> [ABOUT THIS TASK]: Give every entry again precisely as it appears.

> [Stored dataset items]:
+---+
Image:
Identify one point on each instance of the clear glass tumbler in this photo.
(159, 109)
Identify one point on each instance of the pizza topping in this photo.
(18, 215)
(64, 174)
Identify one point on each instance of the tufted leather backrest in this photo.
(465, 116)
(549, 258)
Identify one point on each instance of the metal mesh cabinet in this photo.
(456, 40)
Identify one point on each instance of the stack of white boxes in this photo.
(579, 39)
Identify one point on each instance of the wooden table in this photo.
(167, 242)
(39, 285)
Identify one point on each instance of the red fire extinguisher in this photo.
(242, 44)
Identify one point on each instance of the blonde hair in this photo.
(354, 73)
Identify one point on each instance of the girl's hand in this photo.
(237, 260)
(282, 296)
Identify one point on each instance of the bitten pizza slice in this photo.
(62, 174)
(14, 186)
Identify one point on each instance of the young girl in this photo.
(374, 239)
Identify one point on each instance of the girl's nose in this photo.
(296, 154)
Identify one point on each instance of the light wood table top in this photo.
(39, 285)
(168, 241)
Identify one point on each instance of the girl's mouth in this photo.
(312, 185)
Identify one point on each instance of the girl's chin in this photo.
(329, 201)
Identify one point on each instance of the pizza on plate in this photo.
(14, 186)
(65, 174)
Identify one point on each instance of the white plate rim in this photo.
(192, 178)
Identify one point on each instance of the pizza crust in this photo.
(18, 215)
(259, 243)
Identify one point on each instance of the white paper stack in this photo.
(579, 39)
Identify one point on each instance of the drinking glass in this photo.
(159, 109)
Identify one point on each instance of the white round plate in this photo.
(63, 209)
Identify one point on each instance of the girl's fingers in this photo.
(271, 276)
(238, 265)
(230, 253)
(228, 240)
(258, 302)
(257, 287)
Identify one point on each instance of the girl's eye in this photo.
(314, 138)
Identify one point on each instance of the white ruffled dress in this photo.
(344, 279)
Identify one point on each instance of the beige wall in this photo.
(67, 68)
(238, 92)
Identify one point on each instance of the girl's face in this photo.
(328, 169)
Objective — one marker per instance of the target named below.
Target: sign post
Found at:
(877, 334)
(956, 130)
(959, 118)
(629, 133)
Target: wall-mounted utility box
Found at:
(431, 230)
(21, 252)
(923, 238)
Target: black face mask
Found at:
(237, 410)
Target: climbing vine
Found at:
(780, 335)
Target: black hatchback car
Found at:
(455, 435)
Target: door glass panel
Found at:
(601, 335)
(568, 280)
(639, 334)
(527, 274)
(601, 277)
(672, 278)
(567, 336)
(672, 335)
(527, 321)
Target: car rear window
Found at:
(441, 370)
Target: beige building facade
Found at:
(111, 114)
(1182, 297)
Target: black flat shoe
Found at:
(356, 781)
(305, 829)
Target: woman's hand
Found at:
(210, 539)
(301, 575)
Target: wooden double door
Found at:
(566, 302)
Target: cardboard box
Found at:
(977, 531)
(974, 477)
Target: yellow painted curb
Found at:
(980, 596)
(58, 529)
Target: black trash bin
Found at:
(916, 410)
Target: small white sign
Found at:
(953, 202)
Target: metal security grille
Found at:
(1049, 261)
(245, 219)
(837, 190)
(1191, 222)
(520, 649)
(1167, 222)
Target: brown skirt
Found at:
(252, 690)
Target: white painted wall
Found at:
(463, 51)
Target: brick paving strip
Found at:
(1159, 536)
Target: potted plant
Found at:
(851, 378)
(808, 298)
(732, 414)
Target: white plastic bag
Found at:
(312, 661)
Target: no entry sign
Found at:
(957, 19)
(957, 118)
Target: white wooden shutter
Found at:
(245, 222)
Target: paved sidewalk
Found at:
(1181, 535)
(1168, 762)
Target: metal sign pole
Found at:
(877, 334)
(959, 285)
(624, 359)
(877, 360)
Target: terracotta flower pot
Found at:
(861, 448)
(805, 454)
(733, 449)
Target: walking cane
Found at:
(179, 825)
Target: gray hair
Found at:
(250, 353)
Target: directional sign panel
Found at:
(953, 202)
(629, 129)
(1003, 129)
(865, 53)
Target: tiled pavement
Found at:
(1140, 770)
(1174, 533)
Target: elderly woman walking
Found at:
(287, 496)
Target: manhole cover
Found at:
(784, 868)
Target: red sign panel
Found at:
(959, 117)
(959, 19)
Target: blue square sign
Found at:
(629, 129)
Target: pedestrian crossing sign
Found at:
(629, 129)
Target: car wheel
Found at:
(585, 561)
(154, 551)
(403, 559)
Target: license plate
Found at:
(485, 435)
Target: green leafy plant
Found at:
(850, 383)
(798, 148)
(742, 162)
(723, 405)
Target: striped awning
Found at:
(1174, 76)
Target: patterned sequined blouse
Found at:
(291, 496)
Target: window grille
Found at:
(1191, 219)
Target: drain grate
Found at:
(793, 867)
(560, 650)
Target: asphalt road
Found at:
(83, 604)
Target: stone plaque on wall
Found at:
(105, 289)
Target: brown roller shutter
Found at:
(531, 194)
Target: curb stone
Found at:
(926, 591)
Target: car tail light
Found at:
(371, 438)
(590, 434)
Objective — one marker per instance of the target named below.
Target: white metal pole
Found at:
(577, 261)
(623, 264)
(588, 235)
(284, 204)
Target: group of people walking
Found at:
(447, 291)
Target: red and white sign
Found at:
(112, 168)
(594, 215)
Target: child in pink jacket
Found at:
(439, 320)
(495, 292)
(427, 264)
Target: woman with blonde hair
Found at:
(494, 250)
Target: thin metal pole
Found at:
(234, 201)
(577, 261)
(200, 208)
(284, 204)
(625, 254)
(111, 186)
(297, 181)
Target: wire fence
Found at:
+---+
> [RESPONSE TO THE TASK]:
Image:
Identify one point on each instance of the clear glass tumbler in this photo.
(159, 109)
Identify one point on each instance of the pizza topping in this photo.
(18, 215)
(64, 174)
Identify one point on each instance of the tufted leather backrest in this photo.
(465, 116)
(549, 258)
Identify one point on each instance of the metal mesh cabinet in this photo.
(456, 40)
Identify one point on each instance of the stack of white boxes in this photo.
(579, 39)
Identify one point on each instance of the wooden table in this photo.
(167, 242)
(39, 285)
Identify one point on each instance of the red fire extinguisher in this photo.
(242, 44)
Identify one point on each instance of the blonde hair in this photo.
(354, 73)
Identify one point on each instance of the girl's hand in this photo.
(237, 260)
(282, 296)
Identify one point on each instance of the bitten pizza slice in this photo.
(62, 174)
(14, 186)
Identify one point on each instance of the young girl in this photo.
(374, 239)
Identify one point on each instance of the girl's nose in this photo.
(296, 154)
Identify one point on each instance of the light wood table top in this photo.
(39, 285)
(168, 241)
Identify one point on each instance of the girl's mouth in this photo.
(312, 185)
Identify one point on each instance of the girl's chin in this photo.
(329, 201)
Identify one point on each instance of the pizza on plate in this photo.
(14, 186)
(65, 174)
Identify one point on each instance of the white plate rim in this photo.
(192, 178)
Identify one point on each instance of the pizza crust in this photo.
(18, 215)
(259, 243)
Identify one point on each instance of the white paper stack in this photo.
(579, 39)
Identify one point on each instance of the drinking glass in this photo.
(159, 109)
Identify one point on each instance of the white round plate in this photo.
(63, 209)
Identify one point on each instance of the girl's fingers in this photo.
(271, 276)
(238, 265)
(230, 253)
(228, 240)
(258, 302)
(257, 287)
Identify one point on each instance of the girl's eye in this photo.
(314, 138)
Identify one point on each instance of the white ruffled dress in this photo.
(344, 279)
Identify one point on each instance of the beige wall in this photo.
(67, 68)
(238, 92)
Identify one point on each instance of the girl's face in this photo.
(328, 169)
Objective — one marker per instance of the target named below.
Target: sign post
Found at:
(877, 334)
(956, 130)
(959, 118)
(629, 133)
Target: wall-mounted utility box
Found at:
(431, 230)
(21, 252)
(923, 238)
Target: black face mask
Found at:
(237, 410)
Target: climbing vine
Found at:
(780, 335)
Target: black hatchback car
Found at:
(455, 435)
Target: door glass panel
Found at:
(601, 335)
(568, 280)
(639, 334)
(527, 274)
(601, 277)
(672, 278)
(567, 336)
(672, 335)
(527, 321)
Target: car rear window
Found at:
(441, 370)
Target: beige building facade
Found at:
(111, 114)
(1182, 297)
Target: black flat shoe
Found at:
(356, 781)
(305, 829)
Target: woman's hand
Found at:
(210, 539)
(301, 575)
Target: wooden double door
Found at:
(566, 302)
Target: cardboard box
Found at:
(977, 531)
(974, 477)
Target: yellow painted curb
Found at:
(980, 596)
(58, 529)
Target: black trash bin
Found at:
(916, 410)
Target: small white sign
Found at:
(953, 202)
Target: metal security grille
Found at:
(1049, 261)
(245, 219)
(837, 190)
(1191, 222)
(520, 649)
(1167, 222)
Target: brown skirt
Found at:
(252, 690)
Target: white painted wall
Found at:
(463, 51)
Target: brick paving strip
Found at:
(1159, 536)
Target: potted plant
Found at:
(851, 378)
(808, 298)
(732, 414)
Target: white plastic bag
Found at:
(312, 661)
Target: no entry sign
Found at:
(957, 19)
(957, 118)
Target: white wooden shutter
Found at:
(245, 222)
Target: paved sidewalk
Found at:
(1181, 535)
(1168, 762)
Target: metal sign pole
Found at:
(877, 334)
(959, 285)
(624, 359)
(877, 360)
Target: terracotta flower pot
Found at:
(861, 448)
(805, 454)
(733, 449)
Target: walking cane
Found at:
(179, 825)
Target: gray hair
Found at:
(250, 353)
Target: directional sign panel
Found at:
(953, 202)
(629, 129)
(1003, 129)
(865, 53)
Target: tiled pavement
Found at:
(1140, 770)
(1174, 533)
Target: elderly woman walking
Found at:
(287, 496)
Target: manhole cover
Found at:
(784, 868)
Target: red sign panel
Found at:
(959, 117)
(959, 19)
Target: blue square sign
Found at:
(629, 129)
Target: pedestrian crossing sign
Found at:
(629, 129)
Target: car wheel
Found at:
(585, 561)
(154, 551)
(403, 559)
Target: license plate
Found at:
(485, 435)
Target: green leafy plant
Found at:
(850, 383)
(798, 148)
(742, 162)
(723, 405)
Target: striped awning
Found at:
(1174, 76)
Target: patterned sequined blouse
Found at:
(291, 496)
Target: window grille
Found at:
(1191, 219)
Target: drain grate
Found at:
(793, 867)
(560, 650)
Target: asphalt road
Found at:
(83, 604)
Target: stone plaque on wall
Found at:
(105, 289)
Target: brown roller shutter
Found at:
(531, 194)
Target: curb stone
Found at:
(926, 591)
Target: car tail light
Found at:
(371, 438)
(590, 434)
Objective — one marker per instance of the target named below.
Target: white metal pole
Found at:
(577, 261)
(623, 264)
(588, 235)
(284, 204)
Target: group of people walking
Found at:
(447, 291)
Target: red and white sign
Found at:
(112, 168)
(594, 215)
Target: child in pink jacket
Found at:
(439, 320)
(495, 292)
(427, 264)
Target: woman with blonde hair
Found at:
(494, 250)
Target: thin metal pole
Found at:
(234, 201)
(577, 261)
(200, 208)
(284, 204)
(625, 254)
(111, 186)
(297, 181)
Target: wire fence
Found at:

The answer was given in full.